_GIVEN DATA_

——

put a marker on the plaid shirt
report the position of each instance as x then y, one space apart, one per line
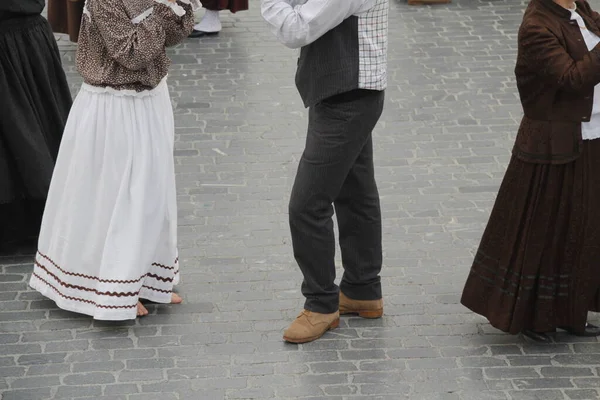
298 23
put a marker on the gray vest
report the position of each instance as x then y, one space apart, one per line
330 65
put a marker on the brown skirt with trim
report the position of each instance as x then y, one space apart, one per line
538 264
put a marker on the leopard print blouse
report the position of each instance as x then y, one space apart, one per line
122 43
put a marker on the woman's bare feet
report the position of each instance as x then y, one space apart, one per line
142 311
176 299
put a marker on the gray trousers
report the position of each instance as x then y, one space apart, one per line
336 169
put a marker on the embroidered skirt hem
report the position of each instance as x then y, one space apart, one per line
109 230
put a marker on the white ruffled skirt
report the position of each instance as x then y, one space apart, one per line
109 231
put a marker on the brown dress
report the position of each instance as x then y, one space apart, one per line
231 5
538 263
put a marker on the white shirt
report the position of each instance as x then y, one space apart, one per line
589 130
298 23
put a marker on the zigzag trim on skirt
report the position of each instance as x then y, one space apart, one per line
87 289
150 275
80 299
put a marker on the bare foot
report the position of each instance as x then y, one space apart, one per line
142 311
176 299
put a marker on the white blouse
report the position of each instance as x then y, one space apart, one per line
589 130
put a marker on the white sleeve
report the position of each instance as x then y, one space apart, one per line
297 23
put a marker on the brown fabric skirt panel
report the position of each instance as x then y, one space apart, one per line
65 16
537 264
231 5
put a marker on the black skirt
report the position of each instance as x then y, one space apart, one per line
34 105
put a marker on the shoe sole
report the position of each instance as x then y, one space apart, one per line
369 314
331 326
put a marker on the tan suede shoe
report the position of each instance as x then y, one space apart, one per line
364 308
310 326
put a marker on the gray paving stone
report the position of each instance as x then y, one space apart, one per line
582 394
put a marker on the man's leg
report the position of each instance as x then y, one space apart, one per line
339 129
359 220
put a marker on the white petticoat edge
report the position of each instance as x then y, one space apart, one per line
177 9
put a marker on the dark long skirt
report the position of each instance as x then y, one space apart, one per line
538 264
34 103
231 5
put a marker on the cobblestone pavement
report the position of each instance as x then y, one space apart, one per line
441 149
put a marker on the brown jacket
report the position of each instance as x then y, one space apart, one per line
556 75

——

_PROBLEM TO SOLVE_
Rewrite every one of the records above with "put a marker on" changed to "place a point on" wherever it occurs, leaving all else unchanged and omitting the pictures.

_TASK OUTPUT_
place a point on the plaid shirt
report the position of each instance as x then y, one space apart, one per line
298 23
place a point on the gray vest
report the position of each instance as x then y, one space apart, one per line
330 65
place a point on the brown skirt with trim
report the position of each instance as x then y, one space apart, one per line
538 264
place a point on the leopard print blouse
report the position of each instance as x then y, one space apart, one per line
122 43
place a point on the woman's bare feet
report the position of each instance as x then y, one space apart, one per line
142 311
176 299
place a point on the gray trousers
report the position of each instance as x then y, one space apart, one per line
336 169
place a point on the embroidered skirt hem
report the position of each instance as x then y, one space apart, one per line
109 230
place a point on the white ruffled skirt
report the position of each instance as x then y, one space apart, one per line
109 231
place a point on the brown dress
report the position of each instance as x then y, one space apart, one per line
231 5
538 263
place a point on the white shirt
report the position of each instance as x then y, one space apart, one per line
589 130
298 23
place a point on the zigzag trim on skirt
report the position of each instance as x then y, one space apart, one per line
87 289
150 275
80 299
place a point on the bare foot
report the position of each instance as x then y, one space apart, one per line
142 311
176 299
place a point on the white blouse
report the position of each instance as x then y, one space apart, one per line
589 130
place a point on the white sleeve
report the position of each instance as x then y, one space apart, one per line
297 23
place a point on the brown fabric skirt panel
report the position of each instance as x then y, one space apart, one per line
65 16
537 264
231 5
place a point on the black skirt
report the position of each instance as x then y, one space apart, one per line
34 105
place a point on the shoe sole
report the position of each instance as x then y, one space apart, one per line
369 314
331 326
place a point on the tan suede shoe
report the position of each instance as x then y, one space apart, one per line
364 308
310 326
place a point on the gray paving stone
report the position of each instance as x then y, one space apart, one per line
582 394
place a point on the man's leg
report the position of each instance as x then y, one space apart, one per line
339 129
359 220
place a point on the white petticoat edge
report the position of each instance as x then y, one space apart, one per line
177 9
place a point on the dark long skirt
report the position of each instance as x then y, one space apart, one per line
538 264
34 103
231 5
place a point on the cobblestone pavement
report the position of each instance as x then y, one space apart, one per line
441 149
place a point on the brown jacket
report the position of each instance as x then y, one space apart, one per line
556 75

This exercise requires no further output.